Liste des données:
====================

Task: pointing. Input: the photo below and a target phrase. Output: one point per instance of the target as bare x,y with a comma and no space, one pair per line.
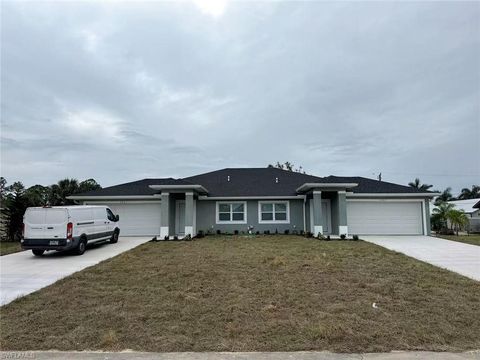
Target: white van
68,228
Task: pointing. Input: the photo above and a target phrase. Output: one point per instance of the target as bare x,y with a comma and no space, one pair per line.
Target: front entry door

====================

● **CONSIGNES**:
Pourriez-vous retranscrire mot pour mot toutes les lignes des enregistrements ci-dessus, en laissant les images de côté ?

● **SOLUTION DU PROBLÈME**:
Task: pointing. Input: the photo below and a target phrase. Output: one point per instance of the target as bare x,y with a comma and no space, one pair per line.
Target: white van
68,228
Task: pointing. Input: the photo above and a target phrase. Output: one point per instance of the target as bare x,y with a comma and no space, one pair per line.
Target: front entry door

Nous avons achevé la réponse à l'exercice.